Provided records:
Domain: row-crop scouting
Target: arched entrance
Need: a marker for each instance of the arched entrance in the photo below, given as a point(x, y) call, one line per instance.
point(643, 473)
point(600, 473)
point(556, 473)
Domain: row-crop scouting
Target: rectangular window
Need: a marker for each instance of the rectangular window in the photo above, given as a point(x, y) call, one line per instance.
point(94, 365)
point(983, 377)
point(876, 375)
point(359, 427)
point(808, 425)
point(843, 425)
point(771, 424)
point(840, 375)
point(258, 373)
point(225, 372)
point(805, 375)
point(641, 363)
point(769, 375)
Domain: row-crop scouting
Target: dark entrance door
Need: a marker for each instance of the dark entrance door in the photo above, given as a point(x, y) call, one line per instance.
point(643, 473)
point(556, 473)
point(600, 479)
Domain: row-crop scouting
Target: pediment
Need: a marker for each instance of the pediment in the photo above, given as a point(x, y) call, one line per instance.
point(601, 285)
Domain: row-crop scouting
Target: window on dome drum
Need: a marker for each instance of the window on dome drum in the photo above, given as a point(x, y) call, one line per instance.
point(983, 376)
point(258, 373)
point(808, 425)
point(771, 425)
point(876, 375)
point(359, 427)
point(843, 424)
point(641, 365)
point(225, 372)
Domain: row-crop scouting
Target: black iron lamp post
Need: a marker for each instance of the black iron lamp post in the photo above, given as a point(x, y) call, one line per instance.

Work instructions: Your task is to transcribe all of the entries word for word.

Response to the exercise:
Domain: row-crop scouting
Target: arched entrance
Need: a marker for each instance of the arched entrance in the photo below, given as a point(x, y) call, one line per instance.
point(643, 473)
point(600, 473)
point(556, 473)
Domain: row-crop scouting
Target: rectangular window
Need: a marker for each instance of the rectangular window in the photo above, given as a point(x, y) call, one line per instance.
point(94, 365)
point(983, 377)
point(876, 375)
point(359, 427)
point(808, 425)
point(843, 425)
point(771, 424)
point(840, 375)
point(258, 373)
point(225, 372)
point(805, 375)
point(641, 363)
point(769, 375)
Domain: row-crop scouting
Target: dark entrance door
Need: a marker for each instance of the dark entrance door in the photo above, given as a point(x, y) call, one line per instance.
point(643, 473)
point(556, 473)
point(600, 479)
Domain: row-crop scouting
Target: pediment
Need: a marker for each instance of the pediment in the photo above, given as a point(x, y) call, one line per instance.
point(601, 285)
Domain: row-crop scouting
Target: window on dome drum
Need: a marker for each instance of the window on dome drum in the photo above, given as a point(x, y) call, one line per instance.
point(983, 376)
point(258, 373)
point(808, 425)
point(771, 425)
point(876, 375)
point(359, 427)
point(843, 424)
point(641, 365)
point(225, 372)
Domain: row-crop scouting
Target: black iron lamp post
Need: a marker for each instance of the black iron lamp post in the photo above, given as a point(x, y) call, one line per instance.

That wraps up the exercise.